╭─ Available data
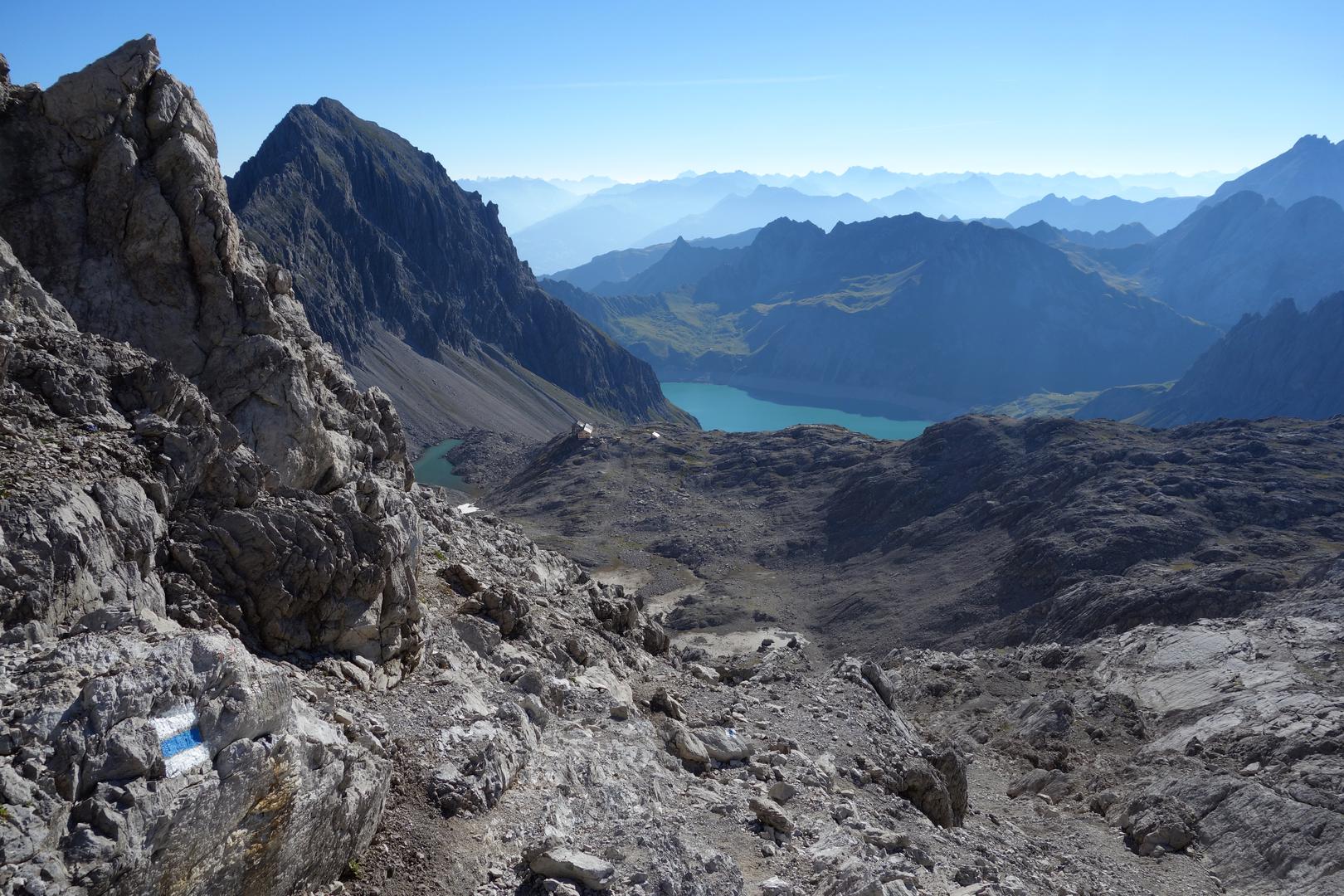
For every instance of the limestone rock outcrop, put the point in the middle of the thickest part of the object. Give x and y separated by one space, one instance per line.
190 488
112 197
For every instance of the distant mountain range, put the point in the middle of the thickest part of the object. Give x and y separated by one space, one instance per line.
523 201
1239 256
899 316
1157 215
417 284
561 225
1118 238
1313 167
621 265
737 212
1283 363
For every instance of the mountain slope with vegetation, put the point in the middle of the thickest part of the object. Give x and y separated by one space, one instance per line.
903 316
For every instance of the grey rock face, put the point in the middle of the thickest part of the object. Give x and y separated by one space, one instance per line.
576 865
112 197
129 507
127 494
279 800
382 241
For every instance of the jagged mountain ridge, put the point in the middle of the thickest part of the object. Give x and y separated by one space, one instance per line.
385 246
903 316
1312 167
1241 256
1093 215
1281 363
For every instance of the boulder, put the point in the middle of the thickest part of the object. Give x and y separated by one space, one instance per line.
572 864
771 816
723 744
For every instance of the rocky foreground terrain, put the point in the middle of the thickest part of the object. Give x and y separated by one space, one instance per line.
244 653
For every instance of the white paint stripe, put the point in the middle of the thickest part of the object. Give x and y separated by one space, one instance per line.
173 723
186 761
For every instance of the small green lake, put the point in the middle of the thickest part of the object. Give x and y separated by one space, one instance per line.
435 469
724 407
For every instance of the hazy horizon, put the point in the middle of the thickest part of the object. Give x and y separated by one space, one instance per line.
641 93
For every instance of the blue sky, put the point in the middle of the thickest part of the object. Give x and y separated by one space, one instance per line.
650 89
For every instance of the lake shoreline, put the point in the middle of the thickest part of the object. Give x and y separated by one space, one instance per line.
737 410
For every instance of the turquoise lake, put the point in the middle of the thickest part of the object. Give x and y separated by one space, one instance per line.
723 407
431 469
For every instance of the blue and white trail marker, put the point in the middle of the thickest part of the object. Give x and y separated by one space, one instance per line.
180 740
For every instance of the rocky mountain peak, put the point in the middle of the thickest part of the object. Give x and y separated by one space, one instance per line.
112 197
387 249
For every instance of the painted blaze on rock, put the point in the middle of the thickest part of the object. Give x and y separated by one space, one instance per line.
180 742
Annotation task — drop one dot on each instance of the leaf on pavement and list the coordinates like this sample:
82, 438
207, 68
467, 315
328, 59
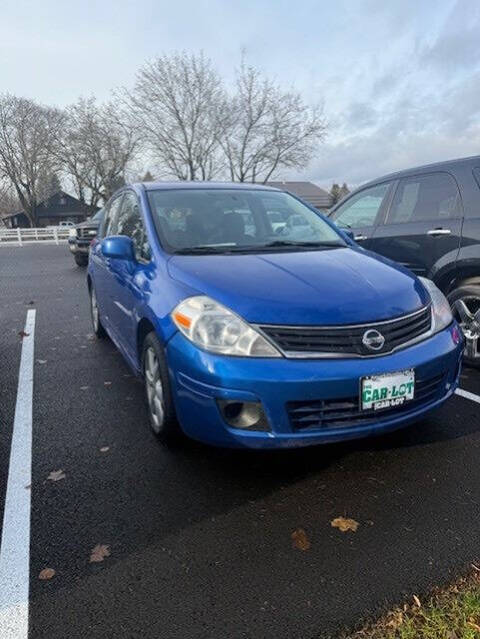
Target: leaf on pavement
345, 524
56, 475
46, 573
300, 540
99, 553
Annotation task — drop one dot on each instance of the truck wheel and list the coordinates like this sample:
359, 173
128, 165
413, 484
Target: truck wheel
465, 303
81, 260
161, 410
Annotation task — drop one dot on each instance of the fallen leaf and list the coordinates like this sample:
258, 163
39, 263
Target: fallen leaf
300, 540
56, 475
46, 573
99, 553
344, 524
╰─
Edit the records from the line with "For every instance of the rocky mountain" through the end, replacing "pavement" with "sidewalk" and keeping everything else the same. Leave the pictures out of your answer.

*Completed task:*
For every instance of the rocky mountain peak, put the point in the middle of the thickest part of the object. Give x and y separated by one space, one instance per line.
112 197
387 249
For every instance of the painted blaze on rock, put the point in the middle of the thickest part of the object. Give x and y separated by one space, one instance per line.
180 742
Annotation task — drop one dot on each instance of the leaf on sidewalk and list the coordinates like this sample:
82, 438
207, 68
467, 315
328, 59
Target: leaf on sidewalk
345, 524
56, 475
46, 573
300, 540
99, 553
Annotation task — drop one dot on each instance of the truck wheel and list the coordinates like this sample:
359, 173
128, 165
413, 484
Target: truck wheel
465, 303
81, 260
161, 410
Annotation task — drop one dot on each instance of the fallen leaf and list the coordinates like this sample:
258, 163
39, 263
Target: fallen leaf
300, 540
56, 475
46, 573
99, 553
344, 524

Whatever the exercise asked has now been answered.